> **TEKS BACAAN**:
Kami Tidak Tegar

 

Oleh: Taring

 

        Kamis, 19 Desember 2013.

Tidak disangka dia bakal ketagihan, walau kurang mampu, kami coba untuk menyanggupi, pintanya adalah apa yang belum pernah ku lakukan sebelumnya. Sudah terlanjur ‘basah’, namun tidak seperti pepatah ‘nasi sudah menjadi bubur’, kami turuti maunya agar mendapatkan apa yang telah ia janjikan.

***

Semestinya dua jam, namun tidak setiap rencana dapat berjalan dengan mulus, semulus kulit dan kaki, kulit sofa dan kaki meja yang baru datang dari toko. Kalau dihitung sudah lebih dari dua jam kami mengarungi laut menuju pulau yang menjadi orientasi petualangan ini, kalau tidak dihitung bisa ketahuan kalau aku lemah di matematika. Beberapa saat lagi kapal berlabuh, sejak keeksotisan pulau tersebut tampak dari kejauhan, tak jemu-jemu aku memandangnya, inikah yang dinamakan love at the first sight?

            Kapal sudah memasuki teluk dan bergerak ke sudutnya, pada dua mata angin tampak daratan mengapit laut, di timur laut topografinya dominan landai, sedangkan yang di barat daya tampak berbukit-bukit, di mataku mereka sama saja, masih sedia membalut diri dengan hijab hijaunya, semoga evergreen.

            Selama di kapal, aku lebih banyak menghabiskan waktu di sisi kanan, kini ku rapatkan diri ke sisi kiri, ada yang menggoda, aku dirayu agar mendekat. Sungguh kecantikan yang membuatku tidak bisa berkedip meski hanya sesaat. Sayangnya, tangan ini tidak bisa menjamahnya, bukan karena muhrim atau bukan. Aku menaruh percaya, kelak ada saatnya terasa sangat dekat, dialah matahari yang jaraknya hanya sejengkal dengan kepala ketika semua umat berkumpul di Padang Mahsyar.

            Inikah isyarat kalau alam menerima kami? Kedatangan ini disambut dengan sangat istimewa, tanpa kibaran panji-panji dan tabuhan genderang, hanya lewat suguhan sunset yang luar biasa. Matahari yang sering membenamkan tubuhnya di lautan, kini tampak berbeda, sinklinal (lembah) di antara dua antiklinal (puncak bukit) yang berada pada ujung tanjung menelannya secara perlahan, antiklinal yang paling tinggi merupakan milik Gunung Berapi Jaboi. Kenampakan saat ini membawa ingatan pada goresan tangan yang pernah meramaikan buku gambar teman-temanku semasa kecil, matahari terjepit di antara dua gunung.

            Langit yang tampak menguning ku nikmati dengan seksama, bahkan hingga kapal bersandar ke Pelabuhan Balohan. Jujur, aku bukan seperti ‘mereka’ yang mengaku sebagai penikmat sunrise, penikmat sunset, atau kedua-duanya. Aku hanya penikmat matahari yang menerima kapan saja kehadirannya, baik saat ia menerbitkan dan memebenamkan keindahannya, bahkan saat ia sedang di puncak kenikmatan menjilati kulit penghuni bumi, itu merupakan kelumrahan bagi pengamen yang menghibur penumpang angkot di lampu merah.

> **PERMINTAAN 1**: Tuliskan ulang tanpa perubahan baris-baris catatan di bawah, mulai dari baris yang memuat "of the docked" sampai baris yang memuat "<point>266,181</point>", kedua baris itu ikut disertakan.

> **CATATAN YANG TERSEDIA**:
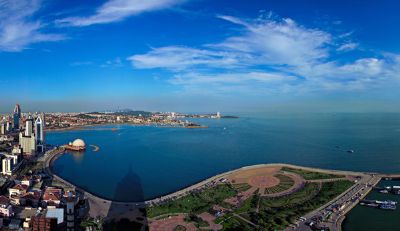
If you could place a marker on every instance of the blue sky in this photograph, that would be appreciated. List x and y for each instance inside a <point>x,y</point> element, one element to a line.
<point>200,55</point>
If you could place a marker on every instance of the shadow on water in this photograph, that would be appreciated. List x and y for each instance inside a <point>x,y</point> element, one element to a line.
<point>126,216</point>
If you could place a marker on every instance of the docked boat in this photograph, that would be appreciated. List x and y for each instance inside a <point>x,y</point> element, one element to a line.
<point>387,206</point>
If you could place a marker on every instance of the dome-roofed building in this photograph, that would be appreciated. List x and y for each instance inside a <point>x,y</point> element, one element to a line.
<point>76,145</point>
<point>79,143</point>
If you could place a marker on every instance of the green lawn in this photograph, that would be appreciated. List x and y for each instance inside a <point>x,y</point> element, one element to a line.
<point>278,213</point>
<point>195,202</point>
<point>284,184</point>
<point>309,175</point>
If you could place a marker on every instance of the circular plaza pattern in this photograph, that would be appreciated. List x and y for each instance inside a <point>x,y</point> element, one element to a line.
<point>266,181</point>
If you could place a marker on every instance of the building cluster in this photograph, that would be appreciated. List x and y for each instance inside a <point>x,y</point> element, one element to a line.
<point>56,121</point>
<point>28,199</point>
<point>21,136</point>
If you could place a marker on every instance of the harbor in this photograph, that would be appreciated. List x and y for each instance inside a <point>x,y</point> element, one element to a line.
<point>377,211</point>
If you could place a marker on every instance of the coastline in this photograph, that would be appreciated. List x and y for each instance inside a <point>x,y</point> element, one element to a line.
<point>100,205</point>
<point>88,126</point>
<point>184,190</point>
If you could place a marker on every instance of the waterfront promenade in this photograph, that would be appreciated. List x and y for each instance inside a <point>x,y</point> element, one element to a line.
<point>114,209</point>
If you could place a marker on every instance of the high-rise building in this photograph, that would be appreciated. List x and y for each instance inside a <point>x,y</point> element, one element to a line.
<point>28,126</point>
<point>39,130</point>
<point>16,116</point>
<point>3,128</point>
<point>70,212</point>
<point>17,110</point>
<point>27,143</point>
<point>6,166</point>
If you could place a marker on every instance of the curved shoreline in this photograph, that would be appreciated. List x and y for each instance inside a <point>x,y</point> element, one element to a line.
<point>100,206</point>
<point>186,189</point>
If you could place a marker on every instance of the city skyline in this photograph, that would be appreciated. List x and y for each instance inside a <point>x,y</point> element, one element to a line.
<point>196,56</point>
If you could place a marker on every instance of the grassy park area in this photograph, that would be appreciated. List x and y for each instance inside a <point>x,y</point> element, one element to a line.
<point>195,202</point>
<point>278,213</point>
<point>284,184</point>
<point>310,175</point>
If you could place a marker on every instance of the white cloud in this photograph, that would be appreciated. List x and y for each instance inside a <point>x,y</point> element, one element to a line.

> **PERMINTAAN 2**: Kutip kembali tanpa perubahan bagian bacaan di atas dari "Tidak disangka dia" sampai "telah ia janjikan.".

> **JAWABAN YANG BENAR 1**:
If you could place a marker on every instance of the docked boat in this photograph, that would be appreciated. List x and y for each instance inside a <point>x,y</point> element, one element to a line.
<point>387,206</point>
If you could place a marker on every instance of the dome-roofed building in this photograph, that would be appreciated. List x and y for each instance inside a <point>x,y</point> element, one element to a line.
<point>76,145</point>
<point>79,143</point>
If you could place a marker on every instance of the green lawn in this photograph, that would be appreciated. List x and y for each instance inside a <point>x,y</point> element, one element to a line.
<point>278,213</point>
<point>195,202</point>
<point>284,184</point>
<point>309,175</point>
If you could place a marker on every instance of the circular plaza pattern in this photograph, that would be appreciated. List x and y for each instance inside a <point>x,y</point> element, one element to a line.
<point>266,181</point>

> **JAWABAN YANG BENAR 2**:
Tidak disangka dia bakal ketagihan, walau kurang mampu, kami coba untuk menyanggupi, pintanya adalah apa yang belum pernah ku lakukan sebelumnya. Sudah terlanjur ‘basah’, namun tidak seperti pepatah ‘nasi sudah menjadi bubur’, kami turuti maunya agar mendapatkan apa yang telah ia janjikan.